- Given instruction:
Rewrite the items from the line with "the black neck" up to and including the line with "[66,79,84,152]", replacing "sighting" with "observation" and leaving everything else the same.

begin Dataset excerpts

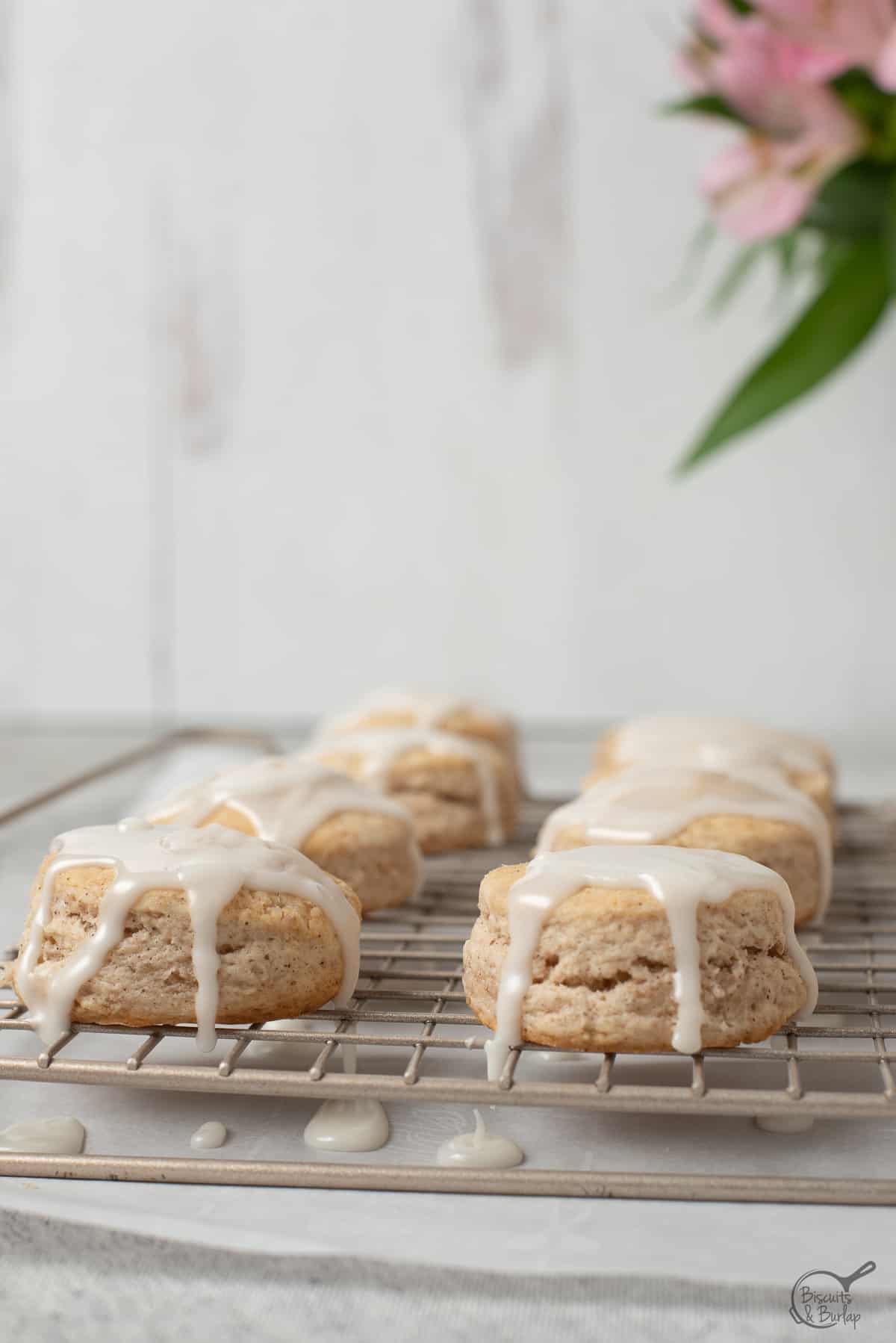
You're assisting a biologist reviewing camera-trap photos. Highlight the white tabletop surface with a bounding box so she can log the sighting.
[0,728,896,1340]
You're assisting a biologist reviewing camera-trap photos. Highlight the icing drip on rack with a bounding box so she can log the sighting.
[536,766,833,920]
[304,1043,391,1153]
[612,715,830,774]
[435,1109,524,1170]
[148,752,423,887]
[15,821,360,1052]
[190,1119,227,1151]
[311,728,506,845]
[0,1116,86,1156]
[485,845,818,1081]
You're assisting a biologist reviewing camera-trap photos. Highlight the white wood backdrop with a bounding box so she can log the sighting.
[0,0,896,733]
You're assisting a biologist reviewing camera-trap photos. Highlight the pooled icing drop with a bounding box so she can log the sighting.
[612,715,829,774]
[304,1043,390,1153]
[304,1100,390,1153]
[311,728,506,845]
[0,1116,86,1156]
[435,1109,525,1170]
[15,825,360,1052]
[536,766,833,920]
[485,845,818,1081]
[190,1119,227,1150]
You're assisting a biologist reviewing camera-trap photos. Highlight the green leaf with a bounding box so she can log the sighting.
[803,160,893,238]
[881,173,896,296]
[659,93,746,125]
[677,239,891,474]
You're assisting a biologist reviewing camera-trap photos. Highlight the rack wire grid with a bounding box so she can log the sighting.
[0,729,896,1203]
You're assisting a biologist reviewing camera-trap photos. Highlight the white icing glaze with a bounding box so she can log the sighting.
[536,766,833,920]
[305,1100,390,1153]
[0,1116,86,1156]
[485,845,818,1081]
[15,822,360,1052]
[435,1109,524,1170]
[190,1119,227,1150]
[311,728,506,845]
[320,689,497,737]
[612,715,829,774]
[149,752,423,887]
[304,1043,390,1153]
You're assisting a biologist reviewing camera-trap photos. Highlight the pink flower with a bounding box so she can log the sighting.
[756,0,896,93]
[703,84,865,242]
[679,0,841,133]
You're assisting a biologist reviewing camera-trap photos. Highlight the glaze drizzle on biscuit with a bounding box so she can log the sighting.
[485,845,818,1081]
[536,766,833,921]
[15,819,360,1052]
[148,752,423,889]
[311,728,506,845]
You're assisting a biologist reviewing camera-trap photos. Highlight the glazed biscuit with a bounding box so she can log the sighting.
[318,690,521,781]
[13,826,360,1047]
[464,846,815,1058]
[583,716,836,834]
[538,766,832,927]
[148,754,423,914]
[309,728,517,853]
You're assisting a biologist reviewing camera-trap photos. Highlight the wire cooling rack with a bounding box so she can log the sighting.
[0,729,896,1203]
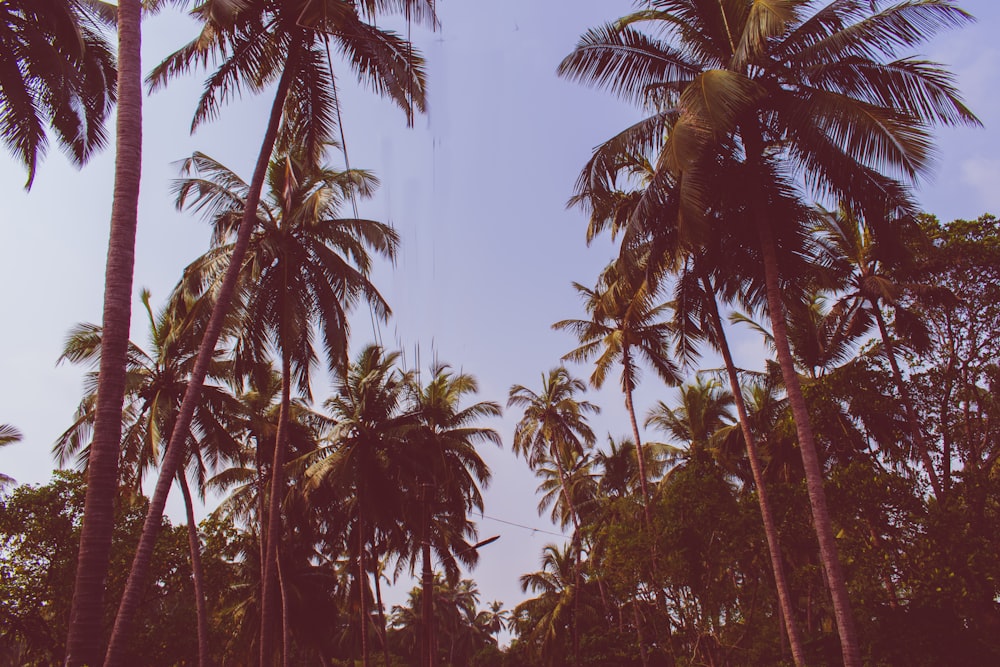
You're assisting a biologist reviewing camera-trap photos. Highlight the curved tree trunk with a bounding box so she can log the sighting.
[552,447,583,661]
[104,37,301,667]
[277,552,292,667]
[700,272,806,667]
[756,219,861,667]
[622,345,656,528]
[869,299,942,500]
[260,340,292,667]
[372,546,392,665]
[65,0,143,667]
[420,482,437,667]
[177,473,211,667]
[358,491,370,667]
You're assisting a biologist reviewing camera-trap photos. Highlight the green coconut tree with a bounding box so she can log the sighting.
[560,0,978,667]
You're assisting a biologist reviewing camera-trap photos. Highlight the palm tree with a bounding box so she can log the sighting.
[109,0,436,665]
[303,345,418,662]
[0,424,22,490]
[0,0,115,189]
[560,0,978,667]
[552,262,680,532]
[54,290,243,667]
[815,209,942,498]
[507,366,600,534]
[63,0,144,667]
[507,366,600,657]
[410,363,502,667]
[476,600,510,645]
[177,154,398,659]
[513,544,583,665]
[646,377,733,464]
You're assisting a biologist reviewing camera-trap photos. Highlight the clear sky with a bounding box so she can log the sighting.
[0,0,1000,628]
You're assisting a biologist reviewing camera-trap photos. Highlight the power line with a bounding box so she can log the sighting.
[479,513,566,537]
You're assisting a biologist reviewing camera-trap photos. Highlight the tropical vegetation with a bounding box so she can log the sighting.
[0,0,1000,667]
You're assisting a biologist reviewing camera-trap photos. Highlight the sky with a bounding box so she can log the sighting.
[0,0,1000,628]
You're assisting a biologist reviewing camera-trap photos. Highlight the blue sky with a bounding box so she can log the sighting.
[0,0,1000,624]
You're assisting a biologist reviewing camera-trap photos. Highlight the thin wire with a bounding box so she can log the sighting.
[479,512,567,537]
[323,32,385,348]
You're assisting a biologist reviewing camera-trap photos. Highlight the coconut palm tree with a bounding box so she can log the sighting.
[513,544,588,665]
[61,0,144,667]
[168,154,398,659]
[0,0,115,189]
[646,377,733,463]
[54,290,243,667]
[507,366,600,655]
[560,5,978,667]
[302,345,418,663]
[815,209,942,498]
[552,261,680,530]
[404,363,502,667]
[109,0,436,665]
[507,366,600,534]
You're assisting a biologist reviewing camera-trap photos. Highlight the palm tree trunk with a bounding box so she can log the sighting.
[700,271,806,667]
[102,37,302,667]
[358,504,370,667]
[869,299,942,499]
[373,553,392,667]
[552,456,583,661]
[177,473,211,667]
[65,0,143,667]
[631,598,649,667]
[278,553,292,667]
[622,345,656,528]
[260,332,292,667]
[756,219,861,667]
[420,483,437,667]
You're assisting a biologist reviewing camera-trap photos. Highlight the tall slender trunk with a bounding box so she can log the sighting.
[869,299,942,499]
[260,332,292,667]
[622,354,667,665]
[420,483,437,667]
[65,0,143,667]
[177,473,211,667]
[104,37,302,667]
[373,552,392,667]
[631,598,649,667]
[552,456,583,661]
[358,500,370,667]
[755,219,861,667]
[622,345,656,528]
[278,552,292,667]
[699,271,806,667]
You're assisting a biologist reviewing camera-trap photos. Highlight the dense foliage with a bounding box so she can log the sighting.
[0,0,1000,667]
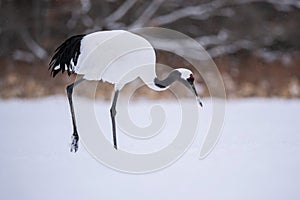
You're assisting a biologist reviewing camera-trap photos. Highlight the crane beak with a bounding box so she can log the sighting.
[191,84,203,107]
[180,79,203,107]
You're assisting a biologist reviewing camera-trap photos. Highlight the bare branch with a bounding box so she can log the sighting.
[149,0,300,26]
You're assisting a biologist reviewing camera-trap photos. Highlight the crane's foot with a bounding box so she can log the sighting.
[70,132,79,153]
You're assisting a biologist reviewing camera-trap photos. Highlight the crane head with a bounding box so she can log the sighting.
[176,68,202,107]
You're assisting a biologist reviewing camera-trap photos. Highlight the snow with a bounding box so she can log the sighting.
[0,96,300,200]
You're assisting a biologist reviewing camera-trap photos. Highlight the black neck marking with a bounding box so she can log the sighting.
[49,35,85,77]
[154,70,181,88]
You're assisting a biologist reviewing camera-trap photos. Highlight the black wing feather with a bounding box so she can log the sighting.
[49,35,85,77]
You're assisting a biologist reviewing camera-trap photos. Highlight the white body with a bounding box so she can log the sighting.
[75,30,157,90]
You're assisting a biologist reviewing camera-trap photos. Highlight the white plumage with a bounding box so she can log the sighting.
[49,30,202,152]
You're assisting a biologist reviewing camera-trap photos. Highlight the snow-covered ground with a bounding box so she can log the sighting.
[0,96,300,200]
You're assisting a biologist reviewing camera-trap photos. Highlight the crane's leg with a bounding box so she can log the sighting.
[110,90,119,149]
[66,79,84,152]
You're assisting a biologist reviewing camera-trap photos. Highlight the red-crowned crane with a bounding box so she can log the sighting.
[49,30,202,152]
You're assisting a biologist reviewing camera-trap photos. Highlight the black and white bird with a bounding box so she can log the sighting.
[49,30,202,152]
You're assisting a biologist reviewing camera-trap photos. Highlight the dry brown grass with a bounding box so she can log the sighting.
[0,54,300,99]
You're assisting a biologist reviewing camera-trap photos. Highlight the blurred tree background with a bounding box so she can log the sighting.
[0,0,300,98]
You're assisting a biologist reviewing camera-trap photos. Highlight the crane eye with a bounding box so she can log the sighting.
[186,74,195,84]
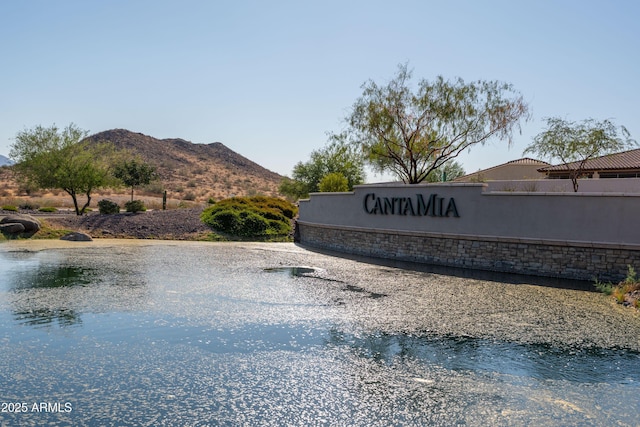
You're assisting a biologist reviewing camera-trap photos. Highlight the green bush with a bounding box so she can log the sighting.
[318,172,349,193]
[124,200,147,213]
[200,196,297,238]
[18,202,40,211]
[98,199,120,215]
[38,206,58,212]
[209,210,242,234]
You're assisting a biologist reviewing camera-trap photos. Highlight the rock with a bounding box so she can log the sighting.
[0,215,40,233]
[60,231,93,242]
[0,222,24,234]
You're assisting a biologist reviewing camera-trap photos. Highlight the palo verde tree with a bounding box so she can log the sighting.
[9,123,113,215]
[113,158,156,202]
[346,64,529,184]
[524,117,636,192]
[425,160,464,182]
[278,134,365,199]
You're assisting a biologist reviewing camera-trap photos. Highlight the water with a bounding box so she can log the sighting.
[0,241,640,426]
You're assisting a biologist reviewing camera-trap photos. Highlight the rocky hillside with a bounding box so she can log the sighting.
[88,129,282,201]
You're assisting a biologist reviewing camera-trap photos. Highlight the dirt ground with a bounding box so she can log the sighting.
[40,208,211,240]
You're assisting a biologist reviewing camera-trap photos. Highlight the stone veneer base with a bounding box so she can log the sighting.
[297,221,640,282]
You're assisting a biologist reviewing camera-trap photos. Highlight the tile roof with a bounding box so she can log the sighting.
[538,148,640,172]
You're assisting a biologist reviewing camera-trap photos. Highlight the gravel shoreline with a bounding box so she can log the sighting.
[42,208,211,240]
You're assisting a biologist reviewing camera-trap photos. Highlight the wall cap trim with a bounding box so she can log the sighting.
[297,220,640,251]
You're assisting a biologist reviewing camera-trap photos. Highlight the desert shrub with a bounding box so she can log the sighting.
[200,196,297,238]
[208,210,242,234]
[182,191,196,202]
[98,199,120,215]
[318,172,349,193]
[124,200,147,213]
[239,211,269,236]
[18,201,40,211]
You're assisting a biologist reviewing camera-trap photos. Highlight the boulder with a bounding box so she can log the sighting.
[0,222,24,234]
[0,215,40,233]
[60,231,93,242]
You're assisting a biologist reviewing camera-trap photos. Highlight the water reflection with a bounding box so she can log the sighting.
[13,308,82,328]
[327,330,640,384]
[11,265,96,290]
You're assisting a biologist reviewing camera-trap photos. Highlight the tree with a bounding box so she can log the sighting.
[279,134,365,199]
[425,160,464,182]
[113,158,156,202]
[10,123,113,215]
[346,64,529,184]
[523,117,636,192]
[318,172,349,193]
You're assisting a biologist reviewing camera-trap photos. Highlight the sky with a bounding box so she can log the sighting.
[0,0,640,182]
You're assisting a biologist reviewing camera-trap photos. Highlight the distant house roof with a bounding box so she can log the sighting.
[456,157,550,182]
[538,148,640,173]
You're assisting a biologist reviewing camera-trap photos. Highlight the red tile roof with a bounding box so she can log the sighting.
[538,148,640,172]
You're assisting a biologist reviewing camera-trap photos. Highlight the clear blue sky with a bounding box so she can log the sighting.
[0,0,640,181]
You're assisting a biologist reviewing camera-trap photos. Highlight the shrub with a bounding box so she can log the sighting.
[98,199,120,215]
[200,196,297,238]
[18,202,40,211]
[318,172,349,193]
[209,210,242,234]
[124,200,147,213]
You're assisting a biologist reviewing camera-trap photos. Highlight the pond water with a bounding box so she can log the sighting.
[0,240,640,426]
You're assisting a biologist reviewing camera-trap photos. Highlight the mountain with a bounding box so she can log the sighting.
[87,129,282,201]
[0,154,13,166]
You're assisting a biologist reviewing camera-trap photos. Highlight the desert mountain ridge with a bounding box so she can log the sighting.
[0,129,282,203]
[87,129,282,201]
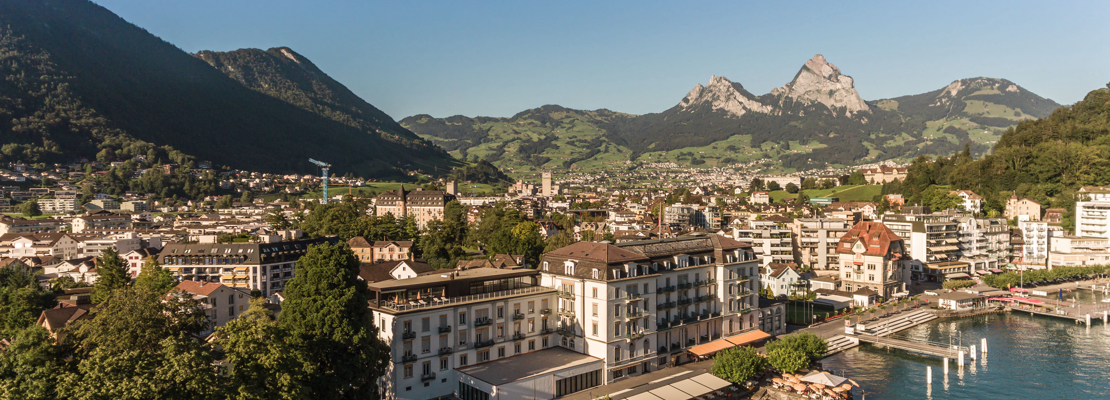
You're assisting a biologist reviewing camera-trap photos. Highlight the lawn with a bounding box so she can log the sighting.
[770,184,882,202]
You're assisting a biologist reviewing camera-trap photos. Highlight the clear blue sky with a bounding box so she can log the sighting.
[97,0,1110,120]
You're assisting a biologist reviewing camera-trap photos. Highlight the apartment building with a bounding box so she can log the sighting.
[0,216,67,234]
[168,281,251,337]
[790,218,852,270]
[879,214,960,280]
[1048,236,1110,269]
[956,216,1010,273]
[539,234,759,384]
[37,199,78,213]
[1076,200,1110,239]
[158,237,339,297]
[837,221,908,299]
[70,212,131,233]
[733,220,794,266]
[369,268,568,399]
[374,184,455,229]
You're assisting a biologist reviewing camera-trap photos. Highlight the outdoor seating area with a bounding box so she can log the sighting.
[770,370,858,400]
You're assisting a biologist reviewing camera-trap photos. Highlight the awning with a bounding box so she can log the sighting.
[725,329,770,346]
[687,339,736,357]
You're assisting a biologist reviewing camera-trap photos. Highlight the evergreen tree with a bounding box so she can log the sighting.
[281,242,390,400]
[0,326,64,400]
[134,256,178,294]
[92,247,131,303]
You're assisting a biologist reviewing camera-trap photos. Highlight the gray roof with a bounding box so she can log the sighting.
[457,347,602,386]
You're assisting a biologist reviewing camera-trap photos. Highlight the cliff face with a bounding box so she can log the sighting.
[770,54,871,117]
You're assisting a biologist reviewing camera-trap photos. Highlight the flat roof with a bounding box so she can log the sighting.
[367,268,538,291]
[457,347,602,386]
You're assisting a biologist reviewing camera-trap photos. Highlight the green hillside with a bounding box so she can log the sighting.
[0,0,457,178]
[401,78,1059,173]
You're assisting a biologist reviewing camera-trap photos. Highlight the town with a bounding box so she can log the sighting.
[0,154,1110,399]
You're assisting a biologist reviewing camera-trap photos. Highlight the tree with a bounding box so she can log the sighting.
[134,256,178,294]
[712,346,767,384]
[767,332,828,368]
[848,170,867,184]
[19,200,42,218]
[92,247,131,303]
[280,242,390,400]
[767,348,809,373]
[218,298,306,400]
[801,178,817,190]
[0,326,64,400]
[59,288,222,400]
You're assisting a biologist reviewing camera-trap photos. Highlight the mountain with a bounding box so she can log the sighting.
[0,0,458,178]
[401,54,1059,171]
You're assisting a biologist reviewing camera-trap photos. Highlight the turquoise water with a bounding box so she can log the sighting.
[821,312,1110,399]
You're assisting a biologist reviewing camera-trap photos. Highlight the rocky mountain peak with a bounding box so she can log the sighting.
[771,54,871,117]
[678,76,774,118]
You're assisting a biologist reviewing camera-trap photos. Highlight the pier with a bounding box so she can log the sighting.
[856,334,970,359]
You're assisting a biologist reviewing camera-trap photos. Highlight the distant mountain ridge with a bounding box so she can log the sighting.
[0,0,460,178]
[401,54,1060,170]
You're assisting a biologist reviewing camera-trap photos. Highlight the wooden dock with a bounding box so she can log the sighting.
[855,334,969,359]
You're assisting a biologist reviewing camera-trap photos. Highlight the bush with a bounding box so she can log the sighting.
[941,280,975,290]
[767,332,829,368]
[767,348,809,373]
[712,346,768,383]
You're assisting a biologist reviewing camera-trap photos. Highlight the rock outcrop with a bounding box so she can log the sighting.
[770,54,871,117]
[678,76,775,118]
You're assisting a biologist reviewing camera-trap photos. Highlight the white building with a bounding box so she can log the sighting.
[1076,201,1110,239]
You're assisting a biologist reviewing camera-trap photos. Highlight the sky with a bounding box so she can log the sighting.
[94,0,1110,120]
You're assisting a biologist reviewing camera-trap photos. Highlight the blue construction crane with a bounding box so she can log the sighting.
[309,159,332,204]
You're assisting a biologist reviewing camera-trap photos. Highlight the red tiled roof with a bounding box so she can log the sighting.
[836,221,902,257]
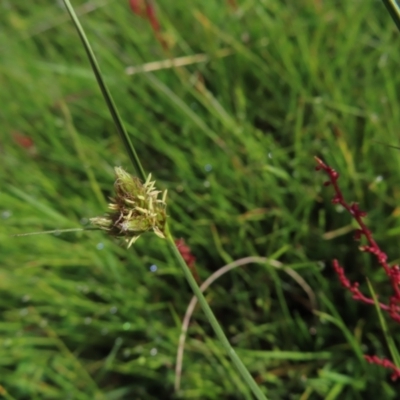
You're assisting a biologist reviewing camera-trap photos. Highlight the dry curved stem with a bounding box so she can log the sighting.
[174,256,317,391]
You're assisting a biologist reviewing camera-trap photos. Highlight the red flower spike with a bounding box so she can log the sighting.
[315,157,400,380]
[175,239,200,283]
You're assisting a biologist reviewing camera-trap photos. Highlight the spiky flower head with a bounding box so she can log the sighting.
[90,167,167,248]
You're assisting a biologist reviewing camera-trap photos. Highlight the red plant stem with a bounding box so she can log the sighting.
[315,157,400,322]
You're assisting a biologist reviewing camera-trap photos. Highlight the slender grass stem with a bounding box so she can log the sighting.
[63,0,147,181]
[166,226,267,400]
[63,0,267,400]
[382,0,400,31]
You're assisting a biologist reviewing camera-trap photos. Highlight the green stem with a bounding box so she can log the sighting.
[382,0,400,30]
[165,226,267,400]
[63,0,147,182]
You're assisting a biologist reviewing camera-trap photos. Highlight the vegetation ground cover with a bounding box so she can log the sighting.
[0,0,400,400]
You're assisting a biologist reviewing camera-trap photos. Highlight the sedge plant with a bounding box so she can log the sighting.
[64,0,266,400]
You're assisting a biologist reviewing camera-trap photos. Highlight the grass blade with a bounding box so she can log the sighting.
[383,0,400,31]
[63,0,147,181]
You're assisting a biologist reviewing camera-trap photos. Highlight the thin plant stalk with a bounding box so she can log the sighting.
[382,0,400,31]
[63,0,267,400]
[166,226,266,400]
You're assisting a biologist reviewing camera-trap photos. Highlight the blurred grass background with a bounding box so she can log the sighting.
[0,0,400,400]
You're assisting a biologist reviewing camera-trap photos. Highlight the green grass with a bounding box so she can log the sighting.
[0,0,400,400]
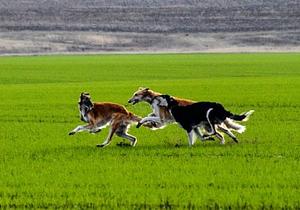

end Dataset excerpts

- Full output:
You're assisting a biologist reviewing camera-trap photos. Highlight the black neck marking with a bounding box so she can log the observation.
[49,35,85,77]
[154,70,181,88]
You're assisting a biologist reviewing camera-trap photos. Highlight the black wing feather with a bounding box so she can log the observation.
[49,35,85,77]
You're assisting a biologist reviewing camera-trap photos. Highlight the white body with a bounding box so she can log the observation.
[75,30,157,90]
You're assisting a biologist reviewing camera-trap photos. Highlight the white plumage with a bounding box so she can log the observation.
[49,30,202,152]
You're assisting a biologist reviewing camera-trap photos. Highlight the snow-covered ground with a bounding box so she can log the observation.
[0,96,300,200]
You're assisting a biologist reviewing camera-trap photos. Highlight the crane's leg with a bounding box so she can log the observation.
[110,90,119,149]
[66,79,84,152]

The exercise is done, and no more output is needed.